**TEXT SECTION**
When I first started work on an essay for the book
Pacific Northwest Reader, I thought,
Who do you think you are? Trying to write about Oregon. What right does a transplanted Californian who spent most of her adult life on the road with the circus, playing practically every state
but Oregon, have to write about this place?
I'd only been living here four years. Could I really get away with calling myself an Oregonian? I never wore flip flops in the rain and I did in fact carry and use an umbrella.
What does it take to claim a place as your own?
Thing is, with everywhere I'd gone across the country, there was something in me that felt I could claim each place as my own. Virginia, where I rode in a circus parade down the magnificent colonial streets of Winchester during apple blossom time. Florida, where I opened the washing machine in a Laundromat and discovered what looked like a baby alligator sitting on top of my pile of wet clothes. Alive. Louisiana, where, each year, a hurricane warning would shut down the circus and I'd get a day off to go listen to the blues in New Orleans. I ate soul food in Mississippi, boiled peanuts in Georgia, fried cheese curds in Wisconsin.
With Oregon, it was all about newness for me. About finally finding a place to call home after having spent so much time whizzing my way around the country. Once I realized this, I was off and running with my essay. Letting myself go back to my first few months in Portland and write about the time I'd finally run away from the circus and moved here to be with a man I hardly knew. Whom I'd met through email. Whom I'd first seen hanging on a gallery wall, painted in a dress.
But that's the beauty of The Pacific Northwest Reader. And the other titles in the Reader series (the first, The Great Lakes Reader, came out in October, and there are more to come). Not to mention the book from which this series sprung — State by State by Matt Weiland and Sean Wilsey — a book Powell's loved so much we made a movie about it for our Out of the Book series. None of these are dry collections of facts and figures. What you get when reading The Pacific Northwest Reader are lovely, interesting, at times funny, at times sad, personal stories about place. And the understanding that a place isn't just a place — it's a million places. It's different for every person who sees it, smells it, steps through its streets. But. It isn't just a million places — it's one place. With its own flavor, its own look and feel.

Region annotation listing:

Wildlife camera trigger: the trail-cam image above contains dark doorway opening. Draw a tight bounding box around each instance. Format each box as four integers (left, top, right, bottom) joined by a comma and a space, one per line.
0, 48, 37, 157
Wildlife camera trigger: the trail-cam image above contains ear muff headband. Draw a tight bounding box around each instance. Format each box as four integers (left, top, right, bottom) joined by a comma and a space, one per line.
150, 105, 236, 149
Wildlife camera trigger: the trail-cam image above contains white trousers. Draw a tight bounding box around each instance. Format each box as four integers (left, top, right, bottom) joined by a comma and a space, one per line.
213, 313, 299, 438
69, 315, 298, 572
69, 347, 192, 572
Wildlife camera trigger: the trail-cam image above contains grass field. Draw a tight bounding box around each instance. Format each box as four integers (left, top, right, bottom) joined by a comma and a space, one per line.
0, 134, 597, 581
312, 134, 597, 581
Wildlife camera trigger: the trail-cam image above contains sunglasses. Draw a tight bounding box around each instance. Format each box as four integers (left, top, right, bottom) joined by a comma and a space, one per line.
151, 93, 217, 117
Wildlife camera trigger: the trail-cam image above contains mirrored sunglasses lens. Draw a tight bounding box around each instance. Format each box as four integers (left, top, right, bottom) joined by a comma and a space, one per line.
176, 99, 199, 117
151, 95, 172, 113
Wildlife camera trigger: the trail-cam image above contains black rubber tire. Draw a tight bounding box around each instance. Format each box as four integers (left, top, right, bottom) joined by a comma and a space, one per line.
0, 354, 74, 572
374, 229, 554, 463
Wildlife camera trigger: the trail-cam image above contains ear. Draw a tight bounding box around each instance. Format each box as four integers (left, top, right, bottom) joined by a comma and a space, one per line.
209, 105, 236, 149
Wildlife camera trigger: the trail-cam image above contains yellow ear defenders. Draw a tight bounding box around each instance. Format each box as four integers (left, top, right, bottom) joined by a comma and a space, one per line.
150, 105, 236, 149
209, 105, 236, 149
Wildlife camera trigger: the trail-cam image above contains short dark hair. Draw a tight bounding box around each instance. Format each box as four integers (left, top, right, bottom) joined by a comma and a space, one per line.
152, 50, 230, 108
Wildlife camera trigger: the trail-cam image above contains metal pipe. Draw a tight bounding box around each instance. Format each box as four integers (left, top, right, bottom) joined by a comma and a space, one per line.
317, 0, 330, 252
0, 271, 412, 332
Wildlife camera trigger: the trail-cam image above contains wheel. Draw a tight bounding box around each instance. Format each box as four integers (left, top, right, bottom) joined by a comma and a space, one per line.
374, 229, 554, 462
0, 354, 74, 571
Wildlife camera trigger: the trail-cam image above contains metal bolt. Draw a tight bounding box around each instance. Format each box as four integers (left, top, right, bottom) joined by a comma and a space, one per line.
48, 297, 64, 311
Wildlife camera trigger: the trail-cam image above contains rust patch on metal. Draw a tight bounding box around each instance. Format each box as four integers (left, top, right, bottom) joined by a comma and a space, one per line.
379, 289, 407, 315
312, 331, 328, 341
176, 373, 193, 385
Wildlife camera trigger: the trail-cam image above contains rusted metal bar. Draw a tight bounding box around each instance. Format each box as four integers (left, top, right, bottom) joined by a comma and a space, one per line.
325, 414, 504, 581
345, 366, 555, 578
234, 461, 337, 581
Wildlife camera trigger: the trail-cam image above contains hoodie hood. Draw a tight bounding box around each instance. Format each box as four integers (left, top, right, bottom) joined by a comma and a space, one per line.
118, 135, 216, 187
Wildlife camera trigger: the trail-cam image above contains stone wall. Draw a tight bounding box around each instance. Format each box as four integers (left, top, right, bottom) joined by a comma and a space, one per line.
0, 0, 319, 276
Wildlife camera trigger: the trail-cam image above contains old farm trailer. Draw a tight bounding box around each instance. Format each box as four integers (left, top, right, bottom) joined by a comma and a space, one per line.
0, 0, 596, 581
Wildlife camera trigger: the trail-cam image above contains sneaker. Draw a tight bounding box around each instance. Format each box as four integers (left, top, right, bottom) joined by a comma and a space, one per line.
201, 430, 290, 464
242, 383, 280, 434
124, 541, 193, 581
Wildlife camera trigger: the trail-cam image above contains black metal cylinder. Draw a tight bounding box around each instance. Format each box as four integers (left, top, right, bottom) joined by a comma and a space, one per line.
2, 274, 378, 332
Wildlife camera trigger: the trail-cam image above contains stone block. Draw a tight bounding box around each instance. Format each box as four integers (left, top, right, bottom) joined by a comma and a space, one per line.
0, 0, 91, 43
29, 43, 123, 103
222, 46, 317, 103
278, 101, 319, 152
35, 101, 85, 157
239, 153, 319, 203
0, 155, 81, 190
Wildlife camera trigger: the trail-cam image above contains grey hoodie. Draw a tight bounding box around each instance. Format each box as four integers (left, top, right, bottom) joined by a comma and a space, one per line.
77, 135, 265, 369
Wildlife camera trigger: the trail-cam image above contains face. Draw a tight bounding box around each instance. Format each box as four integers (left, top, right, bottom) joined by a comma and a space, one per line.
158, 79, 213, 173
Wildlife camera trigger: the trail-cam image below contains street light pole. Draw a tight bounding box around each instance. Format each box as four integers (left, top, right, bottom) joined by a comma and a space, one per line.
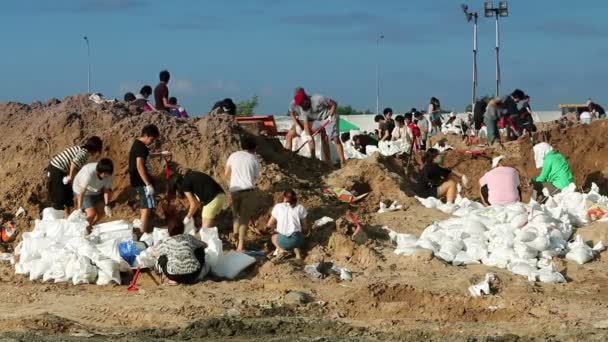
376, 34, 384, 115
462, 4, 479, 110
84, 36, 91, 94
495, 12, 500, 96
484, 1, 509, 96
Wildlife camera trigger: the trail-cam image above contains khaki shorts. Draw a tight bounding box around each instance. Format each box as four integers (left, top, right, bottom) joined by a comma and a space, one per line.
231, 190, 258, 224
203, 193, 226, 220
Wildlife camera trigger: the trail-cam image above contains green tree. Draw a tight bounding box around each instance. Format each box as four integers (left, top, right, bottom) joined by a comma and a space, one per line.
236, 95, 259, 116
464, 95, 492, 112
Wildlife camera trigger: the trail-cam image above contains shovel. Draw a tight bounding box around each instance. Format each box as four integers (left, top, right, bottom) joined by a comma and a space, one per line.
295, 119, 331, 153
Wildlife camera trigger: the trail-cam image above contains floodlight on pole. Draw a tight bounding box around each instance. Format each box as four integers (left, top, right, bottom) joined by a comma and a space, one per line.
462, 4, 479, 110
376, 33, 384, 115
483, 1, 509, 96
84, 36, 91, 94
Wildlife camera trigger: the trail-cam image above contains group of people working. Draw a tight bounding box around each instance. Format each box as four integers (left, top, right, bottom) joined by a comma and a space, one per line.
124, 70, 188, 118
47, 127, 308, 283
416, 142, 574, 205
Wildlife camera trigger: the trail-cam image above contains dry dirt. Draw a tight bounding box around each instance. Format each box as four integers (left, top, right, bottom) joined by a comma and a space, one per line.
0, 95, 608, 341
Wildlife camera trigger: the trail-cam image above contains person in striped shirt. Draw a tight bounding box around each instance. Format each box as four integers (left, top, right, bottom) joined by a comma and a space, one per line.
47, 136, 103, 217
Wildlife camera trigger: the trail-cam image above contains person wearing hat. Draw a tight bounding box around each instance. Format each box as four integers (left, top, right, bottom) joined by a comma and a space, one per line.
479, 156, 521, 206
382, 107, 395, 140
209, 98, 236, 116
285, 87, 346, 164
530, 142, 574, 203
410, 108, 431, 151
499, 89, 526, 139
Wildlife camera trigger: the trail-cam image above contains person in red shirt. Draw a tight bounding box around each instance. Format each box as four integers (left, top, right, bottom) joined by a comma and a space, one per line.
154, 70, 179, 112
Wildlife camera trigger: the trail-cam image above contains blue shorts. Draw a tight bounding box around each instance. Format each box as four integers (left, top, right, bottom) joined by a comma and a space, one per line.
76, 194, 103, 209
135, 186, 156, 209
277, 232, 305, 251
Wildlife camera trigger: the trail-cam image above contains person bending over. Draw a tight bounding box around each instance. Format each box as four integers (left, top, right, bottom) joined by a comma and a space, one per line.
72, 158, 114, 233
267, 190, 309, 259
530, 142, 574, 203
479, 156, 521, 206
156, 221, 209, 285
416, 148, 466, 203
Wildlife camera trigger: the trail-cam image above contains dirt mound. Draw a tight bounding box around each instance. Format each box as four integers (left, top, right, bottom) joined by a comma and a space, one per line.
325, 153, 415, 213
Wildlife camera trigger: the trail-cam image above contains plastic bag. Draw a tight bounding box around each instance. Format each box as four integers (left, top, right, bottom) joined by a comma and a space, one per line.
200, 227, 223, 270
118, 240, 146, 266
96, 259, 120, 285
42, 207, 65, 221
72, 256, 97, 285
211, 251, 255, 279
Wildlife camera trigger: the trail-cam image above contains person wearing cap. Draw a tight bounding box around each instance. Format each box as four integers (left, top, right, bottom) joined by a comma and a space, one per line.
409, 108, 431, 151
530, 142, 574, 203
285, 88, 346, 164
499, 89, 526, 139
209, 98, 236, 116
382, 107, 395, 140
479, 156, 521, 206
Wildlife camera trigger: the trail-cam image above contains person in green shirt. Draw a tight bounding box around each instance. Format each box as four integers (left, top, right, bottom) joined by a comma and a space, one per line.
530, 142, 574, 203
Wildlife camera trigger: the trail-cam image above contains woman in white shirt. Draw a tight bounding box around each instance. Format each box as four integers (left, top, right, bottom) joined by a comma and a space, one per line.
267, 190, 308, 259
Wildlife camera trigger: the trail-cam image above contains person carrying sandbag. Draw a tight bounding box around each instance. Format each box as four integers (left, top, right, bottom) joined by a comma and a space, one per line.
157, 221, 209, 285
530, 142, 574, 203
267, 190, 309, 260
72, 158, 114, 233
47, 136, 103, 217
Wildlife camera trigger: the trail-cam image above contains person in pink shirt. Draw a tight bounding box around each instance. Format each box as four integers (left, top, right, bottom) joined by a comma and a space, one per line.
479, 156, 521, 205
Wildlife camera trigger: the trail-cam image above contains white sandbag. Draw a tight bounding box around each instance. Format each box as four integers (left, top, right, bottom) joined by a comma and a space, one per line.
139, 233, 154, 247
96, 259, 120, 285
200, 227, 223, 269
463, 219, 488, 235
416, 239, 440, 253
507, 262, 537, 278
468, 273, 496, 297
566, 235, 593, 265
19, 233, 52, 262
452, 251, 480, 266
513, 242, 538, 259
72, 256, 97, 285
152, 228, 169, 246
29, 259, 51, 281
91, 220, 133, 243
42, 207, 65, 221
211, 251, 255, 279
67, 210, 87, 222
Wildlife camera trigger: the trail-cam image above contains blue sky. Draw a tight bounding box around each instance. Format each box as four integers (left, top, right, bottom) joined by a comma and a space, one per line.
0, 0, 608, 114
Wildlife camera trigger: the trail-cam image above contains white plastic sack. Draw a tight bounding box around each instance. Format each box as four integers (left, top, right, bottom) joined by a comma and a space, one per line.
211, 251, 255, 279
72, 256, 97, 285
200, 227, 223, 270
96, 259, 120, 285
42, 207, 65, 221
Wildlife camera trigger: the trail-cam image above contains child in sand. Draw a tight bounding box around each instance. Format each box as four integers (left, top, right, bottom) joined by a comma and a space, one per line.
267, 190, 309, 259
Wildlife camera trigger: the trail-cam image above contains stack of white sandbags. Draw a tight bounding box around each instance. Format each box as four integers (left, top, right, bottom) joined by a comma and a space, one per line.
389, 184, 608, 283
15, 208, 132, 285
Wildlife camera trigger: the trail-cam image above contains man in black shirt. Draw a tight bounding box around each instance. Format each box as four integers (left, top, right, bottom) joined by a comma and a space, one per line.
129, 125, 171, 233
174, 170, 226, 228
154, 70, 179, 112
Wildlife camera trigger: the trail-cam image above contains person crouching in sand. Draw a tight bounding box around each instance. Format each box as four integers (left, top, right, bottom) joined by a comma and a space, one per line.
267, 190, 309, 259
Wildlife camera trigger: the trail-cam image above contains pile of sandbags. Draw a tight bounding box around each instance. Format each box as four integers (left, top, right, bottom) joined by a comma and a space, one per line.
389, 186, 608, 283
15, 208, 132, 285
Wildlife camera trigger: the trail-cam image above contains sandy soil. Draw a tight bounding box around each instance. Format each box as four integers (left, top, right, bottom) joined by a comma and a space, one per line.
0, 95, 608, 341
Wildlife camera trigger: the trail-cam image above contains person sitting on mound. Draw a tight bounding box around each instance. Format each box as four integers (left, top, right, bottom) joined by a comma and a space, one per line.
157, 220, 208, 285
530, 142, 574, 203
267, 190, 309, 259
479, 156, 521, 206
169, 97, 188, 118
416, 148, 467, 203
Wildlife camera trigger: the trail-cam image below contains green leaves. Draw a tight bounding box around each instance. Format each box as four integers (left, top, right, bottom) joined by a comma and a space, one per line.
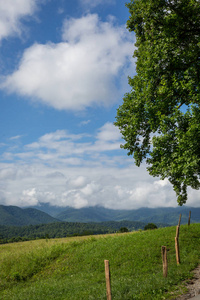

**SHORT TASK 1**
Restate the Oregon essay from "Thing is, with" to "curds in Wisconsin.", putting "crocodile" in place of "alligator".
**SHORT TASK 2**
Lay out the listing from the line with "contains black rubber" to the line with "152, 50, 230, 108" as a JSON list of strings, one string per line, with blank lines omitted.
The Oregon essay and the listing are independent of each other.

**EXERCISE RESPONSE 1**
Thing is, with everywhere I'd gone across the country, there was something in me that felt I could claim each place as my own. Virginia, where I rode in a circus parade down the magnificent colonial streets of Winchester during apple blossom time. Florida, where I opened the washing machine in a Laundromat and discovered what looked like a baby crocodile sitting on top of my pile of wet clothes. Alive. Louisiana, where, each year, a hurricane warning would shut down the circus and I'd get a day off to go listen to the blues in New Orleans. I ate soul food in Mississippi, boiled peanuts in Georgia, fried cheese curds in Wisconsin.

**EXERCISE RESPONSE 2**
[
  "Wildlife camera trigger: the trail-cam image above contains black rubber tire. Draw a tight bounding box around each instance. Format each box as four integers (left, top, right, bottom) joined by a comma and a space, one per line.",
  "0, 354, 74, 572",
  "374, 229, 554, 463",
  "Wildlife camera trigger: the trail-cam image above contains ear. Draw a tight bounding box around each instance. Format each box as four integers (left, top, right, bottom) joined by a comma and a space, one per line.",
  "209, 105, 236, 149",
  "Wildlife camera trigger: the trail-cam image above contains yellow ear defenders. Draw a tight bounding box around each instance. Format each box as four integers (left, top, right, bottom) joined by a comma and a space, one per line.",
  "150, 105, 236, 149",
  "209, 105, 236, 149",
  "Wildlife camera trigger: the trail-cam image above contains short dark hair. Draw a tight bounding box around each instance. Format each box as four integers (left, top, right, bottom) joined by a comma and a space, one per line.",
  "152, 50, 230, 108"
]